::: Extrait du texte

Pressenti comme le favori de cette édition 2021, l’auteur de 31 ans Mohamed Mbougar Sarr a remporté mercredi 3 novembre le prestigieux prix Goncourt pour son ouvrage La Plus Secrète Mémoire des hommes, publié aux éditions Philippe Rey (France)/Jimsaan (Sénégal).
Originaire de Diourbel, le Sénégalais est parmi le plus jeune des écrivains à avoir été distingué par l’Académie et le premier auteur d’Afrique subsaharienne. Après avoir étudié au prytanée militaire de Saint-Louis (Sénégal), il a poursuivi ses études en France et intégré l’École des hautes études en sciences sociales (EHESS). Dans ses livres, il a traité tour à tour du sujet du terrorisme (Terre ceinte), de la question de la migration africaine (Silence du chœur), puis de celle de l’homosexualité au Sénégal (De purs hommes), La Plus Secrète Mémoire des hommes raconte la quête d’un jeune écrivain sénégalais passionné par un livre culte publié en 1938 qui part à la recherche de son auteur.
Une distinction qui n’a pas manqué de susciter une grande joie au Sénégal : les messages de félicitations sur les réseaux sociaux se sont enchaînés aussitôt le nom du lauréat dévoilé. Parmi eux, le président sénégalais Macky Sall, qui a félicité Mohamed Mbougar Sarr pour cette « belle consécration qui illustre la tradition d’excellence des hommes et femmes de lettres sénégalais ». Autre signe de l’engouement autour de l’ouvrage : le roman était en rupture de stock dans plusieurs librairies de Dakar ! Réactions sur place.
Cheikh Ndiaye, chef de rayon à la librairie des 4 Vents Mermoz à Dakar : « Une centaine d’exemplaires sont partis entre 11 heures et 14 heures ce mercredi, on a battu les records ! On a recommandé environ deux cents nouveaux ouvrages pour les semaines à venir car c’est certain qu’ils vont tous partir ! Depuis deux mois déjà, on avait une forte demande et cela s’était accentué avec la nomination au Goncourt. C’est un auteur qui monte en puissance. Nous avons appris cette nouvelle avec beaucoup de fierté. »

::::::

Poursuivez l'article sur le prix Goncourt de Mohamed Mbougar Sarr en reprenant juste après sa dernière phrase. Les enregistrements qui suivent forment un matériau à part, sans lien avec l'article.

::: Matériel présenté

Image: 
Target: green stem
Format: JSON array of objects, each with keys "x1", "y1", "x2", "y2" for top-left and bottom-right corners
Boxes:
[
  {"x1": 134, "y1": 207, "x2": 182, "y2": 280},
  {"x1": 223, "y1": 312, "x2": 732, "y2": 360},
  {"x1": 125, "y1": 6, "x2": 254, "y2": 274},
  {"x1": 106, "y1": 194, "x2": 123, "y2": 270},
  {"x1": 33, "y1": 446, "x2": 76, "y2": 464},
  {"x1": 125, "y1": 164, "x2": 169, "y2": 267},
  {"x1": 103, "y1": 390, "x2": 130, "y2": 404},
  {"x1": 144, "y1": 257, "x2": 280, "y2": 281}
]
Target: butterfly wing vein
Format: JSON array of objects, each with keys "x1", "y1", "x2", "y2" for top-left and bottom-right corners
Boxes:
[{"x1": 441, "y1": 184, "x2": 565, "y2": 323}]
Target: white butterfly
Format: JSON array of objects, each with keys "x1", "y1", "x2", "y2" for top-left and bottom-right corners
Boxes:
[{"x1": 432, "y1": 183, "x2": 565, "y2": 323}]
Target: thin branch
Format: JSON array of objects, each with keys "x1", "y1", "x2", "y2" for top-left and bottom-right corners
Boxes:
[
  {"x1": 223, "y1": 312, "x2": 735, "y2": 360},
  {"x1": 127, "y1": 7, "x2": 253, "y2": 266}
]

::::::

__Résultat__.
Papa Djigane Cissé, business developper : « Il y avait un gouffre immense après les anciennes générations d’écrivains renommés des indépendances, qui s’était traduit par une déperdition de l’intérêt pour la lecture. Enfin nous avons une génération qui va tout rafler ! Ces jeunes Sénégalais sont capables de produire et prennent la relève de leurs aînés. Quand j’ai appris la nouvelle, j’en ai eu des larmes de bonheur ! C’est un message fort envoyé, on récompense un écrivain, mais également un écrivain africain. Ses œuvres parlent de nos réalités, mais Mohamed Mbougar Sarr ne s’adresse pas à une cible en particulier, il puise en lui pour exprimer ses observations, ses réflexions. C’est ce qui rend son œuvre importante. C’est un écrivain réaliste et naturaliste qui a une écriture mordante, parfois crue, incisive et sincère. Il représente, je crois, la symbiose entre la culture sénégalaise et l’ouverture au monde. Il fait partie de ces écrivains qui jettent des ponts entre leur pays de résidence et ceux dont ils sont originaires. Bien sûr il y a la fibre nationaliste qui parle, car nous sommes très fiers qu’il soit sénégalais, qu’il soit né dans la Baol, une région agricole du Sénégal. Son prix génère beaucoup de réactions. Peut-être cela va-t-il contribuer à intéresser des jeunes qui n’ont pas l’habitude de lire, d’écrire. J’espère que les éditeurs vont s’intéresser à ces nouveaux auteurs, qu’ils vont susciter l’intérêt des maisons d’édition. »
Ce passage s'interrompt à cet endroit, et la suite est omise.